[Extracted data entries]
=-=-=-=-=
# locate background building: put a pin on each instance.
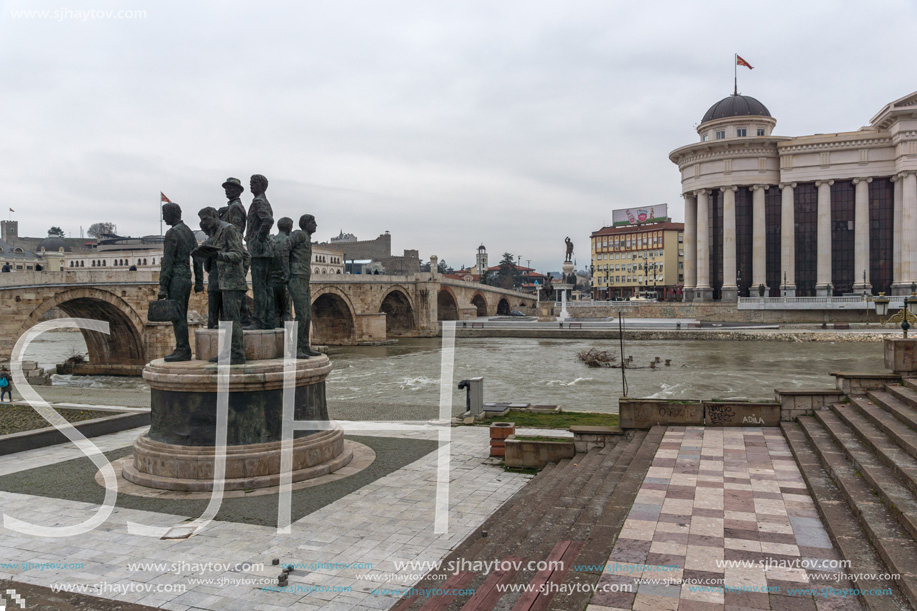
(811, 215)
(633, 258)
(376, 251)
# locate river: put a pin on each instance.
(547, 371)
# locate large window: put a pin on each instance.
(806, 216)
(715, 218)
(842, 217)
(744, 240)
(772, 204)
(881, 234)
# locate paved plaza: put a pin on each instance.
(386, 521)
(717, 505)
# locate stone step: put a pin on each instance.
(900, 402)
(533, 531)
(535, 538)
(583, 526)
(517, 517)
(840, 521)
(903, 436)
(601, 539)
(863, 444)
(894, 545)
(910, 383)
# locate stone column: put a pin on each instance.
(730, 290)
(898, 285)
(690, 246)
(703, 291)
(823, 278)
(861, 236)
(759, 239)
(908, 228)
(787, 240)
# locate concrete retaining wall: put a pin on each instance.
(717, 312)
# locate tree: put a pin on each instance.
(97, 230)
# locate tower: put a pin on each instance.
(481, 261)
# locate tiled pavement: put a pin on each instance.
(715, 495)
(388, 520)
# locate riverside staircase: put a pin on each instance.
(859, 460)
(571, 511)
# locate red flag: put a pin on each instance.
(742, 62)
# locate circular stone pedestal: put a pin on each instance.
(178, 452)
(258, 344)
(190, 468)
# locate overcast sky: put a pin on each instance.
(449, 124)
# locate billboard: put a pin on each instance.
(641, 214)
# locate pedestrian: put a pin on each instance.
(6, 385)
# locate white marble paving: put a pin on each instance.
(388, 520)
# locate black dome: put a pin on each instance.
(53, 244)
(736, 106)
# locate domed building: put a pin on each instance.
(800, 216)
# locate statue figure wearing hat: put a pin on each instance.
(257, 237)
(300, 274)
(280, 272)
(234, 212)
(175, 277)
(224, 249)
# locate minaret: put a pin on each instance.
(481, 266)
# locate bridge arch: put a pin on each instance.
(399, 311)
(332, 317)
(480, 302)
(124, 343)
(446, 305)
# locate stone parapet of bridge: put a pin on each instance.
(346, 309)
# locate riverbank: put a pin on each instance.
(864, 334)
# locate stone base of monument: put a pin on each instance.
(178, 451)
(258, 344)
(190, 468)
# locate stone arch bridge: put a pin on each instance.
(346, 310)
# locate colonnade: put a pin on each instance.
(698, 236)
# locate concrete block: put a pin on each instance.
(645, 413)
(901, 355)
(741, 414)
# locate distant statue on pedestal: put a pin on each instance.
(225, 251)
(175, 277)
(300, 274)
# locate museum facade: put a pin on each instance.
(826, 214)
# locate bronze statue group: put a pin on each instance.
(280, 266)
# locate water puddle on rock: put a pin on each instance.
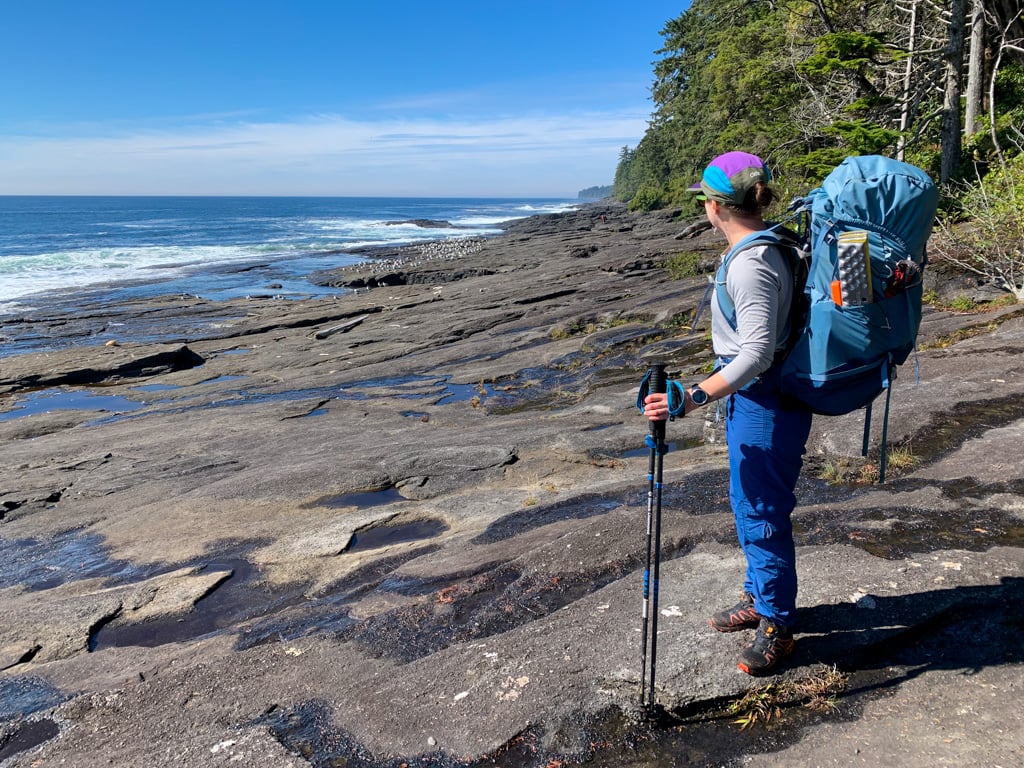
(20, 696)
(235, 600)
(384, 536)
(67, 399)
(363, 499)
(40, 564)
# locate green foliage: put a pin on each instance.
(848, 51)
(804, 85)
(683, 264)
(984, 233)
(595, 193)
(863, 137)
(647, 198)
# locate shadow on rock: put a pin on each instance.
(965, 628)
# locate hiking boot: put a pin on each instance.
(739, 616)
(770, 644)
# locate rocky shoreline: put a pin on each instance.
(404, 526)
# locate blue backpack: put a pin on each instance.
(858, 298)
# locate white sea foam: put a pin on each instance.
(24, 275)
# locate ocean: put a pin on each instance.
(55, 251)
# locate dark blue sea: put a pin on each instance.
(57, 250)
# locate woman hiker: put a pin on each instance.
(766, 440)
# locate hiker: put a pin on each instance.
(766, 440)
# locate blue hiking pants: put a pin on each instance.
(766, 448)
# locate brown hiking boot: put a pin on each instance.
(739, 616)
(770, 645)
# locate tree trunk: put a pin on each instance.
(904, 117)
(975, 70)
(951, 139)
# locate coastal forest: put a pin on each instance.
(806, 83)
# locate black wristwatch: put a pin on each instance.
(698, 396)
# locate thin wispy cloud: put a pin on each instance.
(330, 155)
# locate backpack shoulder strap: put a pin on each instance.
(764, 238)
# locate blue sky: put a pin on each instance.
(331, 97)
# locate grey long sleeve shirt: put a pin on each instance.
(758, 281)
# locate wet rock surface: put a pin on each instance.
(406, 526)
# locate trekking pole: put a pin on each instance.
(655, 383)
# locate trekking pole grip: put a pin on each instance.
(657, 384)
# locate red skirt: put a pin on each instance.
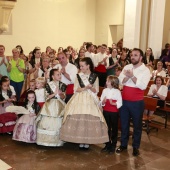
=-=-=-=-=
Please rewrite all the data above, replacing every "put a pin" with "drop a marker" and leaving everything else unchanged. Omit the pictures from your answer.

# locate background building: drop a marker on each instance.
(811, 215)
(633, 258)
(376, 251)
# locate river: drop a marker on each instance.
(547, 371)
# locate large window: drop a marker on each instance.
(806, 216)
(715, 218)
(842, 217)
(744, 240)
(772, 204)
(881, 234)
# locate paved plaza: drop a marker on each instance.
(386, 521)
(717, 505)
# locate stone step: drop a marker on each instance.
(900, 402)
(533, 531)
(535, 538)
(583, 526)
(517, 517)
(840, 521)
(903, 436)
(601, 539)
(863, 444)
(894, 545)
(910, 383)
# locate stone column: drop a marker on each instance.
(730, 290)
(898, 285)
(690, 246)
(703, 291)
(823, 278)
(861, 236)
(759, 239)
(908, 228)
(787, 240)
# locate concrete retaining wall: drop a marker on each instance.
(717, 312)
# locate tree: drop a marker on each instance.
(97, 230)
# locate tower: drop a marker on each instance.
(481, 261)
# locate tiled pavement: drop a marker on each instance.
(715, 495)
(388, 520)
# locate riverside staircase: drop a marker on each instance.
(859, 460)
(571, 511)
# locate red flag: drop a marker on each instance.
(742, 62)
# locate circular stone pedestal: drop a marker on each instance.
(178, 452)
(258, 344)
(190, 468)
# locate overcast sky: drop a marker on each instance.
(449, 124)
# locate billboard: drop a marker on each instance.
(641, 214)
# locate pedestrian: drop a marker on each instance.
(6, 385)
# locate white marble paving: drop a marker on each instance.
(388, 520)
# locate black dome: drop a marker on each instance.
(53, 244)
(736, 106)
# locate domed building: drop a marker on each instance.
(800, 216)
# locate statue figure wearing hat: drop a marker on each instance.
(257, 237)
(300, 274)
(280, 272)
(234, 212)
(175, 277)
(224, 249)
# locate minaret: drop a marker on each instance.
(481, 266)
# locate bridge arch: drop a marker on each instance.
(399, 311)
(332, 317)
(480, 302)
(124, 343)
(446, 305)
# locate stone parapet of bridge: drop a marker on each instance.
(346, 309)
# locate riverbank: drop a marker on each instance.
(864, 334)
# locate stone base of monument: drop a marker on each instance.
(178, 451)
(258, 344)
(190, 468)
# locate stone arch bridge: drop a marker on each instance.
(346, 310)
# locate colonnade: drop a marker on each instance.
(698, 236)
# locate concrete block: drop a marker on each instance.
(645, 413)
(901, 355)
(741, 414)
# locate distant statue on pedestal: drop a marker on each instance.
(225, 251)
(175, 277)
(300, 274)
# locate museum facade: drop a marker on each instance.
(826, 214)
# locate bronze statue group: drop a marker on each instance.
(280, 266)
# locate water puddle on rock: drop a marker on each instance.
(20, 696)
(235, 600)
(384, 536)
(67, 399)
(363, 499)
(40, 564)
# locate green foliage: drop a marker on each instance.
(848, 51)
(804, 85)
(683, 264)
(984, 233)
(595, 193)
(863, 137)
(647, 198)
# locate shadow on rock: drop a marker on each instance.
(965, 628)
# locate hiking boot: drop a marker on each instance.
(739, 616)
(770, 644)
# locate rocky shoreline: drop a marker on each instance.
(404, 526)
# locate blue backpack: drop a marker on each instance.
(858, 298)
# locate white sea foam: drop a marker on each instance.
(24, 275)
# locate ocean: drop a marker on each instance.
(55, 251)
# locate dark blue sea: drop a marker on each instance.
(57, 250)
# locate woman hiker: drop a marker on each instance.
(766, 440)
# locate hiker: drop a marker on each instance.
(766, 440)
# locate blue hiking pants: drop a marker on each instance.
(766, 448)
# locate brown hiking boot: drop a marker on each instance.
(739, 616)
(770, 645)
# locate tree trunk: drop a marker on each instance.
(904, 117)
(975, 70)
(951, 139)
# locate coastal forest: drop a marker on each instance.
(806, 83)
# locate black wristwatch: drop a marker on each instance.
(698, 396)
# locate thin wispy cloud: drop a marker on each instance.
(330, 155)
# locate backpack shoulder strap: drop a marker on each instance.
(764, 238)
# locate blue sky: drop a marker on each instance.
(331, 97)
# locate grey long sleeve shirt: drop a marker on each instance.
(758, 281)
# locate wet rock surface: drop a marker on each instance.
(406, 526)
# locate trekking pole: drop a marker on each instance.
(655, 383)
# locate trekking pole grip: drop a marker on each instance.
(657, 384)
# locate red skirt: drop a marker on each instance.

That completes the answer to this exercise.